**SUPPLIED TEXT:**
⁂

Tanya Cumalat, the Fairview High School girls tennis coach, said Boulder’s promising crop of junior players now drive to Westminster, Arvada and Longmont in search of court time, especially in the winter. 

“There isn’t a junior I know that doesn’t drive to neighboring towns to get enough tennis time.”

An aerial view of RMTC’s tennis bubble that holds five indoor courts, near the Boulder Creek Path Photo courtesy of Duke Paluch

Colorado tops in tennis growth

Fritz Garger, executive director of USTA Colorado (United States Tennis Association), said in a recent interview that the nationwide 20%-plus growth of tennis during the pandemic has been especially noticeable in Colorado. USTA Colorado’s league play participation has led the nation in three of the past four years, even outnumbering traditional tennis strongholds like Atlanta.

Garger notes that Colorado’s Front Range, and especially the Boulder-Denver corridor, is the epicenter of this renewed interest and participation from tennis players across all age groups, skill levels and demographics. He sees tennis court availability as a key concern going forward; some forward-thinking municipalities in Colorado have already moved to meet this demand with tennis centers that feature indoor facilities.

⁂

**PROBLEMS AND TASKS:**
[1] Answer these about the tennis article, one answer per line:
(a) Which three towns do Boulder's junior players drive to for court time?
(b) How many indoor courts does RMTC's tennis bubble hold?
(c) What is Fritz Garger's job title?
[2] Copy word for word the stretch of the tennis article from "An aerial view" through "strongholds like Atlanta.".

**DATA FOR REVIEW:**
⁂

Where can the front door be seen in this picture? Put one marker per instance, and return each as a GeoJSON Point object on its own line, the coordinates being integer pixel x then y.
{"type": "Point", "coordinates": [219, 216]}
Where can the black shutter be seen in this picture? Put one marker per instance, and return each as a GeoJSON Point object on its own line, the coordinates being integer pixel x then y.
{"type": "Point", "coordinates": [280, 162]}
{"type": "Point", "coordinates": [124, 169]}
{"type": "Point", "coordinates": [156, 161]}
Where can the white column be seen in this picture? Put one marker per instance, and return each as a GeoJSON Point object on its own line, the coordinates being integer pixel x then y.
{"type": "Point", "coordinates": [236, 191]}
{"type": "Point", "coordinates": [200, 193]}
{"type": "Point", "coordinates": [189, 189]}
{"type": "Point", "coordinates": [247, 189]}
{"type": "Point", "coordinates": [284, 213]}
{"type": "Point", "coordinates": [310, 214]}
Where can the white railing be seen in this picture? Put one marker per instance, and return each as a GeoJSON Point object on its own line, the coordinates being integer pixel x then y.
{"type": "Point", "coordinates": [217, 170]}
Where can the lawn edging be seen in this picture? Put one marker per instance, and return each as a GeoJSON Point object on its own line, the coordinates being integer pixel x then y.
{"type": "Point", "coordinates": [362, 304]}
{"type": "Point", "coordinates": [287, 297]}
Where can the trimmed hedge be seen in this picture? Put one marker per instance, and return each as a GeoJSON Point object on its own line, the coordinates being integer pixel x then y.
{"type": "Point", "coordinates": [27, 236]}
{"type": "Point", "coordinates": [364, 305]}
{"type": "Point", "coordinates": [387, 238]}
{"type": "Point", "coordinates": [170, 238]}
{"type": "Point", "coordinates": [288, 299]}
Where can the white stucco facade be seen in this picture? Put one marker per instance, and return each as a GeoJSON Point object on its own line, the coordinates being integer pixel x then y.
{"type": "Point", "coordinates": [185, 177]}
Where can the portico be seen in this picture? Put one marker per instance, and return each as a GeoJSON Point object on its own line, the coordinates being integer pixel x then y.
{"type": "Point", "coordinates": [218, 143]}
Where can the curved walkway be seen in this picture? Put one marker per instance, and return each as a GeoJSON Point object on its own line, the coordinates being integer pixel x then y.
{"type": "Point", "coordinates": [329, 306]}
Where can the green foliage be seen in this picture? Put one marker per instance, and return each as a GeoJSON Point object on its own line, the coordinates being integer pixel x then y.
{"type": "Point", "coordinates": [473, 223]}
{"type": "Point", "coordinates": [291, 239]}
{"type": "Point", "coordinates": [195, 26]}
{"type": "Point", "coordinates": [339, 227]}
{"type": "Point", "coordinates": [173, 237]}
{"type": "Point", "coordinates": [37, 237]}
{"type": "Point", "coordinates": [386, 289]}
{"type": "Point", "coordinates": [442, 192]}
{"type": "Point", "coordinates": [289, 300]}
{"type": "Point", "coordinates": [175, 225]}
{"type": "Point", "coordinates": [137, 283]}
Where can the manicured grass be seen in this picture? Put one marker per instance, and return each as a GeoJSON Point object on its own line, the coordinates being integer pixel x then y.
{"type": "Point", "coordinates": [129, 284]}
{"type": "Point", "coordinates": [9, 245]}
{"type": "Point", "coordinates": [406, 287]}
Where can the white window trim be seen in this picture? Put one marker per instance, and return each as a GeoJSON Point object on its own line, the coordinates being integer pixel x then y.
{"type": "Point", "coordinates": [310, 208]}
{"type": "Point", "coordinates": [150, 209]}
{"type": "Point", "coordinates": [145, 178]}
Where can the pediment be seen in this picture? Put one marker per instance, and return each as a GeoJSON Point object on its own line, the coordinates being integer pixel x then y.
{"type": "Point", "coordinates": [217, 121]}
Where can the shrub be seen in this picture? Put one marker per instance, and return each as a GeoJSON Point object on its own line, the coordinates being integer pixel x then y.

⁂

**ANSWERS FOR THE EXERCISE:**
[1]
(a) Westminster, Arvada and Longmont
(b) Five
(c) Executive director of USTA Colorado (United States Tennis Association)

[2]
An aerial view of RMTC’s tennis bubble that holds five indoor courts, near the Boulder Creek Path Photo courtesy of Duke Paluch

Colorado tops in tennis growth

Fritz Garger, executive director of USTA Colorado (United States Tennis Association), said in a recent interview that the nationwide 20%-plus growth of tennis during the pandemic has been especially noticeable in Colorado. USTA Colorado’s league play participation has led the nation in three of the past four years, even outnumbering traditional tennis strongholds like Atlanta.